[Entries taken from a collection]

%%

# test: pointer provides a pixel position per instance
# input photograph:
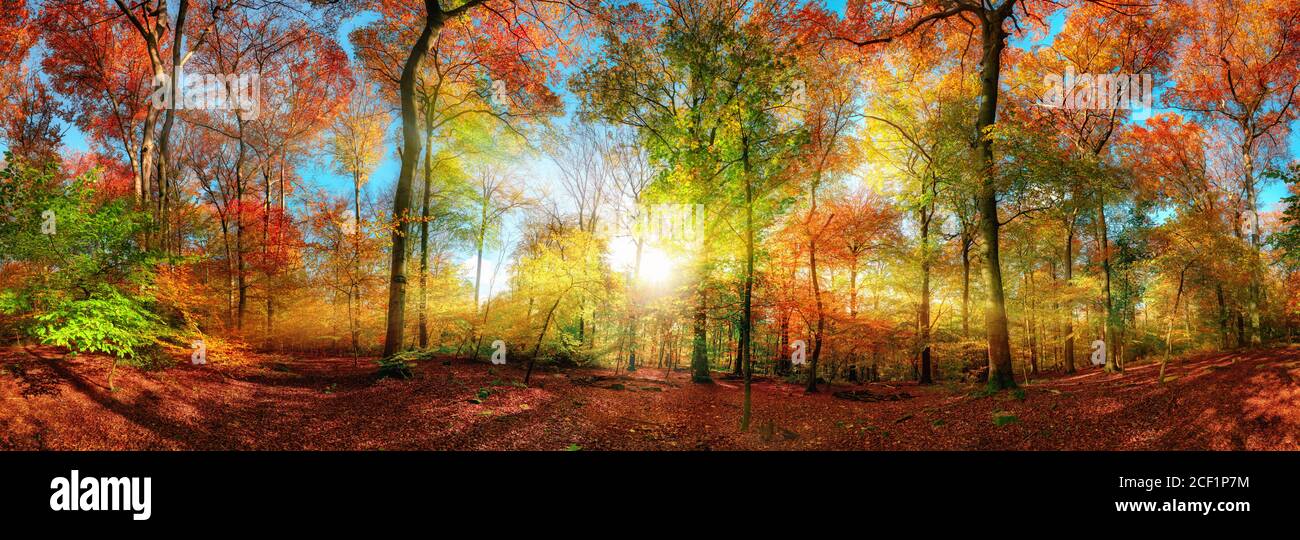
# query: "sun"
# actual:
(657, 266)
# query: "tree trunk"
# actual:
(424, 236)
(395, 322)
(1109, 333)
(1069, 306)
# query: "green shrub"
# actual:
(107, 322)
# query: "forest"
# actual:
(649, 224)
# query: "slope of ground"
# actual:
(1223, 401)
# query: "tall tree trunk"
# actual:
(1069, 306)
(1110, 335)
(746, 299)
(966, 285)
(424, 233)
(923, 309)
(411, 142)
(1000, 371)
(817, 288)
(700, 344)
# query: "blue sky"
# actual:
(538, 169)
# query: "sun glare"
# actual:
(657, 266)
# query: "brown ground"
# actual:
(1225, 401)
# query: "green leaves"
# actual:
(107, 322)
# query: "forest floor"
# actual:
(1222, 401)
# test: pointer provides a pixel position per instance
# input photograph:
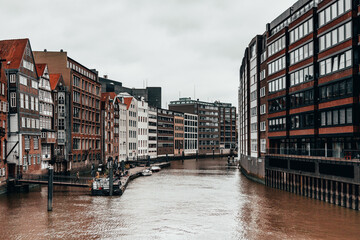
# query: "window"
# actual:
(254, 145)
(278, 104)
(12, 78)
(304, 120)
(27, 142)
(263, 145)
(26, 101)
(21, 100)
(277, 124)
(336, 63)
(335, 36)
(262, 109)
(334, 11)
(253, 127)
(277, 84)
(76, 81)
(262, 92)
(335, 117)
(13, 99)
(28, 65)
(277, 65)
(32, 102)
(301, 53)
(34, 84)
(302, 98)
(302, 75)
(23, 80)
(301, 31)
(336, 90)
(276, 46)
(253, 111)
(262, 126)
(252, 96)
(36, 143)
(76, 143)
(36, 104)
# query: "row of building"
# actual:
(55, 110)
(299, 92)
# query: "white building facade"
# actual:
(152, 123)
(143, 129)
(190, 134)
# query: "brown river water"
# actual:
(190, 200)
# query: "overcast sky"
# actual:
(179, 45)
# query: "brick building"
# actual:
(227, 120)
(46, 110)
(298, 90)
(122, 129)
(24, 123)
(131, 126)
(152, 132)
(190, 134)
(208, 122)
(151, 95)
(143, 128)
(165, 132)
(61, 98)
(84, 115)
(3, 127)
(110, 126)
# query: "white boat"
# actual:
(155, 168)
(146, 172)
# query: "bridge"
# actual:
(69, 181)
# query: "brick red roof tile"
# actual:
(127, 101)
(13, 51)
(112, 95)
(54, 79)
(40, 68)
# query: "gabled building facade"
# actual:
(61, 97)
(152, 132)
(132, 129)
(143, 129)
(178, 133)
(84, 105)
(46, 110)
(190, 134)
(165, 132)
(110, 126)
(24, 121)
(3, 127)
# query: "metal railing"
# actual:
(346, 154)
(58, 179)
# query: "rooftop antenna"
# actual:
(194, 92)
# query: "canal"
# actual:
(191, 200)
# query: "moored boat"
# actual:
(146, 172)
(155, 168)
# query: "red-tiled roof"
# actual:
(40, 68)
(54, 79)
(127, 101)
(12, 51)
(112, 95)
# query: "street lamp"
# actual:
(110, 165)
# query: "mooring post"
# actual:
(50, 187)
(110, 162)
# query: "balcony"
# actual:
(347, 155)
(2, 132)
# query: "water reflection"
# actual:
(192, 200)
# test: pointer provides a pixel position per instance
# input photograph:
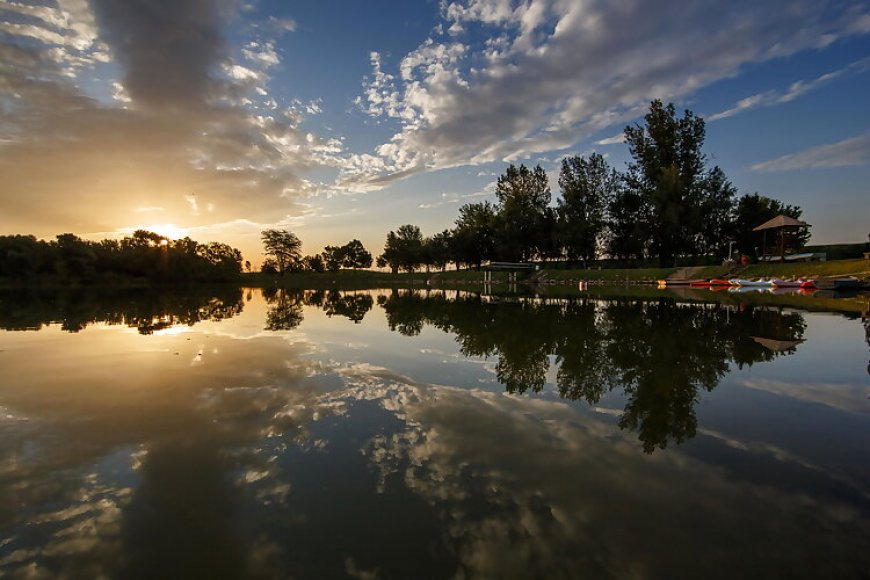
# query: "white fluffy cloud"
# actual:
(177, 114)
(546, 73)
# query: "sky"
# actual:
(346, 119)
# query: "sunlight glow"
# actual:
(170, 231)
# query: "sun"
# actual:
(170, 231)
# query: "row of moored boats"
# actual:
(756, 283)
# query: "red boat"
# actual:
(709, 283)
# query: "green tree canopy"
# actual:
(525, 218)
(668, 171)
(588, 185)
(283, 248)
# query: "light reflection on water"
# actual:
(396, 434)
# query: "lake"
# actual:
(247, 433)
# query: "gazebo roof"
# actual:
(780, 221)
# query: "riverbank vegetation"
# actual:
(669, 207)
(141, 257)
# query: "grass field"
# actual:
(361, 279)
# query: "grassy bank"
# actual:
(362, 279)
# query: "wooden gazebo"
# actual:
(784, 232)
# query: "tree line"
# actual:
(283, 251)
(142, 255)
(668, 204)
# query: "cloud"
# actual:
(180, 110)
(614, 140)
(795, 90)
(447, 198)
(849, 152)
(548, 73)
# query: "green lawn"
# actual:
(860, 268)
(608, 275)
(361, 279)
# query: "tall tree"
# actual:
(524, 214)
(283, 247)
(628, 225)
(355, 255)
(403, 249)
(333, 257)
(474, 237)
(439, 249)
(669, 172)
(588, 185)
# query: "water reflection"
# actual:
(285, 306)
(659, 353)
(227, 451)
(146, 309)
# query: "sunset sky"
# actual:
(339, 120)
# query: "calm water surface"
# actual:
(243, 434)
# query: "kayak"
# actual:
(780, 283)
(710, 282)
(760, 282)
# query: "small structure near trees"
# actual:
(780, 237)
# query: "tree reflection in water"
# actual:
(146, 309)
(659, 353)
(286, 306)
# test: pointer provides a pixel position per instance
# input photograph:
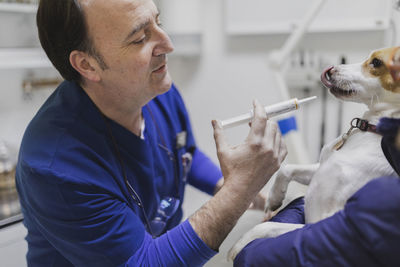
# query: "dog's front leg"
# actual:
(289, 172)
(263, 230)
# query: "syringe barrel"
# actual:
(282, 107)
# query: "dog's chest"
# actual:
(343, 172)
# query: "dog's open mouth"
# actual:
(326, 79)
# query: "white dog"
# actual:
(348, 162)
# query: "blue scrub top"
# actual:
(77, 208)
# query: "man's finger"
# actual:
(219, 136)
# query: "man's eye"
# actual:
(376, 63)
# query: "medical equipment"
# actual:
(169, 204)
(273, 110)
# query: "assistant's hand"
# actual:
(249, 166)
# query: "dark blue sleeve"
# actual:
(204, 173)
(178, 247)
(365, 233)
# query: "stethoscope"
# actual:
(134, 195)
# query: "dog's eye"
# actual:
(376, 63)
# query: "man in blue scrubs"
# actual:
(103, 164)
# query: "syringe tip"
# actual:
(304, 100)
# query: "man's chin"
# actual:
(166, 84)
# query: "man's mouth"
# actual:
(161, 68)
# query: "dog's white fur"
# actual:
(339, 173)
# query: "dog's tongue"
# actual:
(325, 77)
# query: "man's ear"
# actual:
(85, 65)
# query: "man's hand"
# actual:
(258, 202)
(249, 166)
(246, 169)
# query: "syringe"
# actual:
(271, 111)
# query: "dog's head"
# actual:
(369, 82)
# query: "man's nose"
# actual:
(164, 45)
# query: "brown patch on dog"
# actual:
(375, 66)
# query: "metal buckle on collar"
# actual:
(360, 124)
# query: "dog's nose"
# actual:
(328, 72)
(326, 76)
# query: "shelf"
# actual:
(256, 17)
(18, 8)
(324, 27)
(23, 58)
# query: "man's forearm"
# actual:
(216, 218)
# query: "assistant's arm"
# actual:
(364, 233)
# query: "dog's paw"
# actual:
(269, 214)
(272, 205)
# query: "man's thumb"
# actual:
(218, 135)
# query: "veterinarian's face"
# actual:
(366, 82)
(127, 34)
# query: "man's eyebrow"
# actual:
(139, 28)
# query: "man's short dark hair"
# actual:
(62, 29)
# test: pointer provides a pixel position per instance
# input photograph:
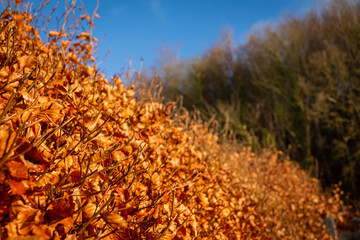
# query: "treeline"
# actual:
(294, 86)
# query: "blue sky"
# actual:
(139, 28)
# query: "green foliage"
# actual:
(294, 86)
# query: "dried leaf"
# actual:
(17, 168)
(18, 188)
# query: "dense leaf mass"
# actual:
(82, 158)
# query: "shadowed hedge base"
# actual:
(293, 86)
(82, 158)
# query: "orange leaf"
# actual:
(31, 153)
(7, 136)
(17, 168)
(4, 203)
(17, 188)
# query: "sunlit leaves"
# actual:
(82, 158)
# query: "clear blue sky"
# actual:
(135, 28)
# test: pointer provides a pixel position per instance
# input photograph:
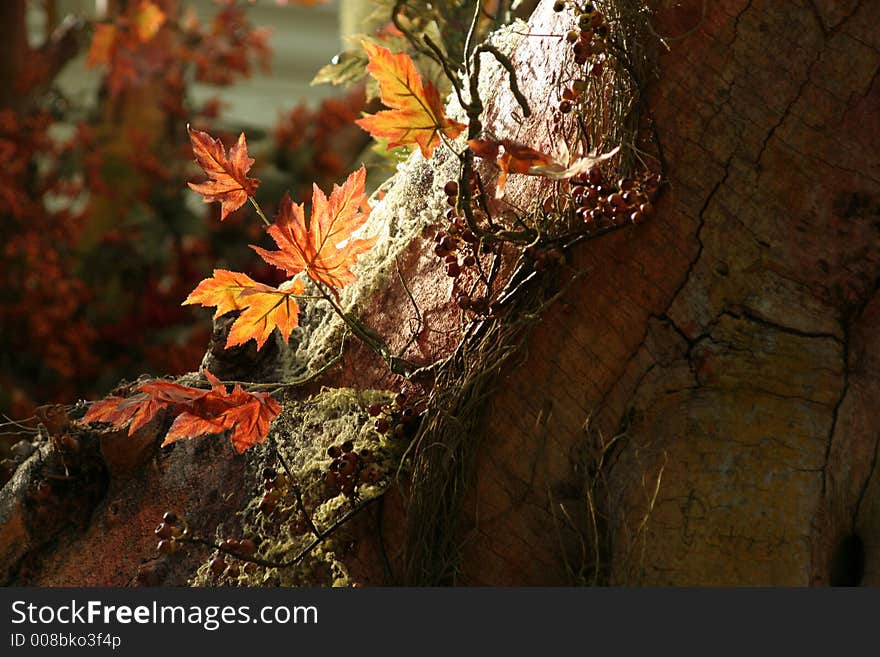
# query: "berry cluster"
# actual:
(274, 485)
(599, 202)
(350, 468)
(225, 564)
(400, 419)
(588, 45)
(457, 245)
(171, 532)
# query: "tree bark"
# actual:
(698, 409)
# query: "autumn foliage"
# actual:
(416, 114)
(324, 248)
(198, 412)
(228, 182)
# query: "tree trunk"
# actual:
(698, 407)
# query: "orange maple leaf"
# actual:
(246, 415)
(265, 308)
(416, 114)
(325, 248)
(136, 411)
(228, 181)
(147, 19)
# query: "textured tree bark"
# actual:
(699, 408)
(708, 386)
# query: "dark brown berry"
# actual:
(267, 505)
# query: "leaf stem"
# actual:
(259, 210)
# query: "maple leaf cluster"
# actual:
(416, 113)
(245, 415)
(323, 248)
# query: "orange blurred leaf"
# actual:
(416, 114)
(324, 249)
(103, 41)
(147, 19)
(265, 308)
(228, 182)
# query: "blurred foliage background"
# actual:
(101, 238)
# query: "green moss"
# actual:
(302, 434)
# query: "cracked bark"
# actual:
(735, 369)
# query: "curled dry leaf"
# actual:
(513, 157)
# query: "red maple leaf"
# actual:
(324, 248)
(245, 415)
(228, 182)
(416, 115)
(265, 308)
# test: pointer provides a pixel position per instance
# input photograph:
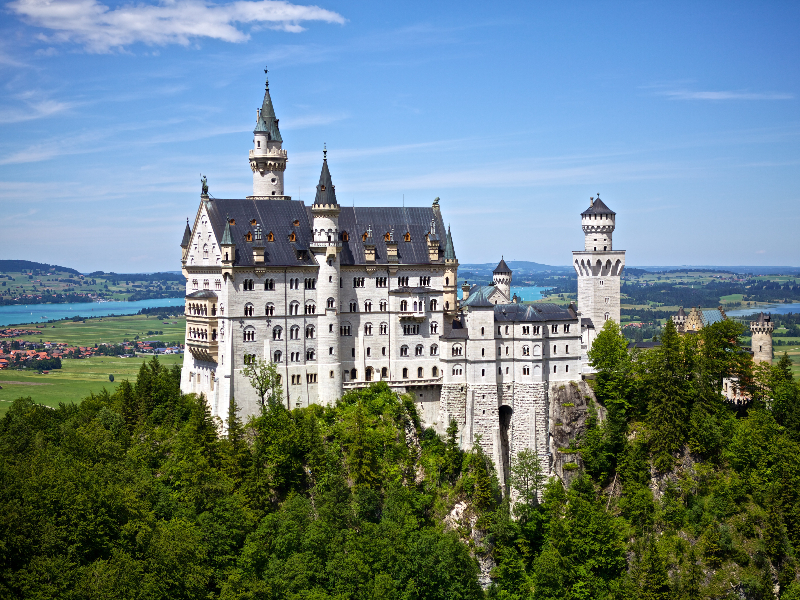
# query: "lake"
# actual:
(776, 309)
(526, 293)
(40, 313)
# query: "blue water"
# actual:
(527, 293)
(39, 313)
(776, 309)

%%

Which lines above include "tall"? Show each of them by copying it.

# query: "tall tree trunk"
# query: "tall tree"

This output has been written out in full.